= Exercise goal =
Give the records from the line with "Where in the photo above can the coat collar" to the line with "(1019, 302)" as a two-column CSV with the headers text and answer, one row for each line of wording together with all the coordinates after it. Quote every field, turn line breaks into spaces, and leave the pictures out.

= Records for this task =
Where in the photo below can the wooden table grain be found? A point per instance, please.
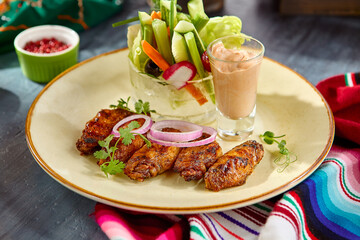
(34, 206)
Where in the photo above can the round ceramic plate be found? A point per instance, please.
(286, 104)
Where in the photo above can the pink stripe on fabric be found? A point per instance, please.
(225, 228)
(115, 229)
(349, 158)
(293, 216)
(173, 233)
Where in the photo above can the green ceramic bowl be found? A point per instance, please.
(43, 67)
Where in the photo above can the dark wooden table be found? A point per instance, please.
(34, 206)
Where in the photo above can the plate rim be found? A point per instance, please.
(176, 210)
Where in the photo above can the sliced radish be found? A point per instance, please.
(180, 73)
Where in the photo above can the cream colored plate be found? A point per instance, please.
(287, 104)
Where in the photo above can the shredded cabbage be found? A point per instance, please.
(220, 27)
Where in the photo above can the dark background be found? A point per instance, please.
(34, 206)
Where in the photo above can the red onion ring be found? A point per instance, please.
(189, 131)
(143, 129)
(209, 130)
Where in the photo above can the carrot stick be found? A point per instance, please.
(196, 93)
(155, 15)
(154, 55)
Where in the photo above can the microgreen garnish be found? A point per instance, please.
(114, 166)
(143, 107)
(122, 104)
(140, 106)
(286, 156)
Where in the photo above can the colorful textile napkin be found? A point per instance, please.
(324, 206)
(17, 15)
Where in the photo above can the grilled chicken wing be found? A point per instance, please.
(193, 162)
(234, 167)
(99, 128)
(150, 162)
(124, 152)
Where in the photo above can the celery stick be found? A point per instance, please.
(172, 17)
(179, 48)
(126, 21)
(195, 56)
(148, 34)
(146, 27)
(137, 56)
(182, 16)
(165, 6)
(132, 32)
(197, 14)
(184, 27)
(162, 39)
(194, 53)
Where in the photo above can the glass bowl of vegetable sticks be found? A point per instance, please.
(171, 103)
(169, 66)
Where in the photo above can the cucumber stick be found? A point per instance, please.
(179, 48)
(196, 59)
(162, 39)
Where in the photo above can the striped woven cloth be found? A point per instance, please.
(324, 206)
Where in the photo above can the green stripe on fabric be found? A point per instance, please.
(343, 176)
(262, 207)
(198, 231)
(297, 207)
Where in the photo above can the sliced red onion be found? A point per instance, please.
(189, 131)
(143, 129)
(209, 130)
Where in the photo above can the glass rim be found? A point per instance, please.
(244, 36)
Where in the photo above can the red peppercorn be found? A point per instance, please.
(46, 45)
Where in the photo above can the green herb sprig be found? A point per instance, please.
(140, 106)
(122, 104)
(114, 166)
(286, 157)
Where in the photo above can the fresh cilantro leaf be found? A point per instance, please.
(126, 134)
(286, 156)
(143, 107)
(114, 166)
(122, 104)
(148, 143)
(101, 154)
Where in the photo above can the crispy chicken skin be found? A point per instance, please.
(234, 167)
(193, 162)
(150, 162)
(99, 128)
(124, 152)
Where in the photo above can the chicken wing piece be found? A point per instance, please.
(150, 162)
(99, 128)
(234, 167)
(124, 152)
(193, 162)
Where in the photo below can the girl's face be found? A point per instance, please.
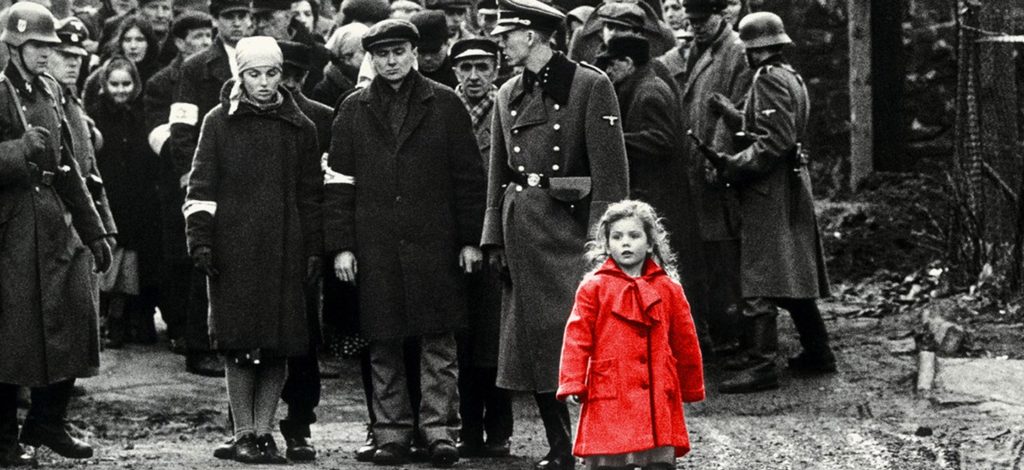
(628, 245)
(120, 86)
(133, 45)
(261, 82)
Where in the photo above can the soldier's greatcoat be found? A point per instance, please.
(780, 247)
(567, 124)
(48, 300)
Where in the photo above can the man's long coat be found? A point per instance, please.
(416, 201)
(48, 296)
(544, 230)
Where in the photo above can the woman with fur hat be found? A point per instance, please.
(255, 232)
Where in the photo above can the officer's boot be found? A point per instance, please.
(761, 374)
(45, 423)
(817, 356)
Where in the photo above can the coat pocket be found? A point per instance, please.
(601, 383)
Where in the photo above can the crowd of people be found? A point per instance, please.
(470, 198)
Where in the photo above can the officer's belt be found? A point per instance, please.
(531, 179)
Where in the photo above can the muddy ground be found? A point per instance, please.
(144, 412)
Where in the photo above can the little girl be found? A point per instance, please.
(630, 353)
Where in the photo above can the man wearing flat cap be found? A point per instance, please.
(432, 50)
(557, 160)
(197, 92)
(717, 72)
(403, 197)
(484, 408)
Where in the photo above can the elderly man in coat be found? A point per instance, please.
(404, 196)
(781, 259)
(557, 160)
(48, 300)
(719, 74)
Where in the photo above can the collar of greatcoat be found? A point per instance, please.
(636, 297)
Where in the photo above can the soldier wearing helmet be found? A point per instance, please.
(781, 259)
(48, 311)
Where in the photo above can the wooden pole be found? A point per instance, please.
(861, 119)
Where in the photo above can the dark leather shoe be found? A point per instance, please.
(813, 364)
(443, 454)
(391, 454)
(54, 436)
(16, 456)
(367, 451)
(497, 450)
(204, 364)
(225, 451)
(469, 449)
(268, 451)
(758, 378)
(300, 450)
(246, 450)
(560, 462)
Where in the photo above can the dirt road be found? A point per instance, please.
(144, 412)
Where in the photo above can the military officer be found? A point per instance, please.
(48, 301)
(557, 160)
(781, 259)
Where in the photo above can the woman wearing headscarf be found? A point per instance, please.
(253, 224)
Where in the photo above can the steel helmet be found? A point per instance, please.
(30, 22)
(762, 30)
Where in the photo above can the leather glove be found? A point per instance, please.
(203, 260)
(100, 254)
(314, 269)
(37, 139)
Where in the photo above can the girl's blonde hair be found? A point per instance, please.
(597, 249)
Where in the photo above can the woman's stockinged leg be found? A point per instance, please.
(270, 381)
(242, 394)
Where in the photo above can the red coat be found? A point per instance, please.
(631, 352)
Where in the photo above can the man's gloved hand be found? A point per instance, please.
(37, 139)
(100, 254)
(314, 269)
(203, 260)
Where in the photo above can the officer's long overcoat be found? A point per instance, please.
(571, 128)
(723, 70)
(780, 247)
(260, 171)
(416, 202)
(48, 299)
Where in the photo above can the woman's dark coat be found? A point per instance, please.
(417, 200)
(48, 296)
(130, 172)
(260, 169)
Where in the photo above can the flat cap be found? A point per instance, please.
(296, 54)
(473, 48)
(635, 47)
(218, 7)
(73, 35)
(271, 5)
(448, 4)
(188, 20)
(432, 29)
(532, 14)
(389, 32)
(622, 13)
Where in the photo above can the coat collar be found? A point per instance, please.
(555, 79)
(637, 296)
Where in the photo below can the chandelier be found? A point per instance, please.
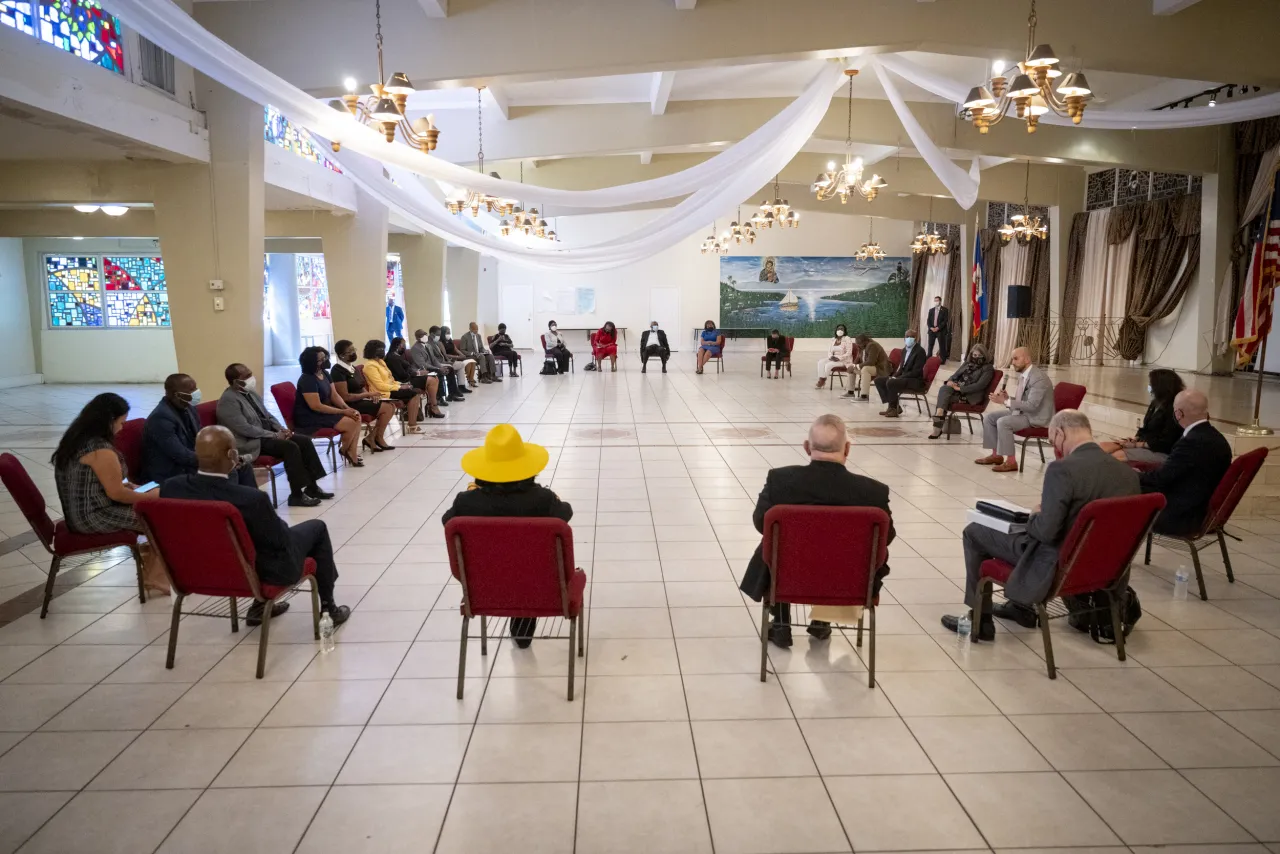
(1029, 92)
(1024, 227)
(776, 211)
(384, 109)
(849, 178)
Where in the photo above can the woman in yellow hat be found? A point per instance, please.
(504, 469)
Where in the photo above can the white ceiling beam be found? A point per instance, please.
(659, 91)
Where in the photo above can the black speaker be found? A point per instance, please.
(1019, 302)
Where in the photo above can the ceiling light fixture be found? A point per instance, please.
(849, 178)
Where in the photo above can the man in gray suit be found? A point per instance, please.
(1084, 473)
(1031, 405)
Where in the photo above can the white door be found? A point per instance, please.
(664, 307)
(516, 310)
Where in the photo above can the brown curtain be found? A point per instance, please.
(1168, 231)
(1072, 286)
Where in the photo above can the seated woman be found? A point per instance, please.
(776, 352)
(352, 392)
(841, 354)
(94, 482)
(318, 406)
(968, 384)
(1159, 429)
(711, 343)
(606, 346)
(379, 378)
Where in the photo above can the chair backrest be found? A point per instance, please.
(28, 498)
(1101, 544)
(1232, 488)
(205, 546)
(128, 442)
(512, 565)
(286, 394)
(824, 555)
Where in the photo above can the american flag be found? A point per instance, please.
(1253, 315)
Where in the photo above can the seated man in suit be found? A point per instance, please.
(1083, 473)
(280, 548)
(1192, 470)
(653, 342)
(909, 375)
(169, 435)
(824, 482)
(504, 467)
(1031, 405)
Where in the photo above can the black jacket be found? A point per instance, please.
(1188, 479)
(277, 560)
(821, 484)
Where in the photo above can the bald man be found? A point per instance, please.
(280, 548)
(1192, 470)
(824, 482)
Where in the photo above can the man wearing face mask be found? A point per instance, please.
(169, 435)
(242, 411)
(653, 342)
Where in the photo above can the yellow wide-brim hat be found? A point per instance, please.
(504, 457)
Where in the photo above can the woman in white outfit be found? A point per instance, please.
(840, 355)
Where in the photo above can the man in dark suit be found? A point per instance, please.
(940, 329)
(909, 375)
(824, 482)
(653, 342)
(1082, 474)
(280, 548)
(1192, 470)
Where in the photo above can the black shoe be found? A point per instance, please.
(254, 617)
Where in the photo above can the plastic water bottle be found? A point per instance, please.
(325, 633)
(1180, 580)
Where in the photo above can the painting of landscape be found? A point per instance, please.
(807, 296)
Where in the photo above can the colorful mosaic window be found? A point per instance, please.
(282, 132)
(80, 27)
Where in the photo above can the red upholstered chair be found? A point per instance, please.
(1221, 505)
(1066, 396)
(208, 552)
(1095, 556)
(978, 409)
(58, 539)
(516, 567)
(284, 394)
(823, 556)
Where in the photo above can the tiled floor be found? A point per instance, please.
(672, 744)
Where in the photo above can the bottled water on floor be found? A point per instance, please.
(325, 633)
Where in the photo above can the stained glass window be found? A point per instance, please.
(80, 27)
(282, 132)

= Solution for this exercise =
text,answer
"Where in the photo above can the coat collar be found? A point per instance, please.","(555, 79) (637, 296)"
"Where in the photo below can the chandelier be found? A point per instance, please.","(1029, 92) (1024, 227) (776, 211) (384, 109) (849, 178)"
"Where in the photo above can the woman in yellow hat be found? A point per instance, please.","(504, 469)"
"Where in the photo above can the white ceiling beam be found? A point per instance, please.","(659, 91)"
"Where in the photo above can the black speaker be found? A point per instance, please.","(1019, 302)"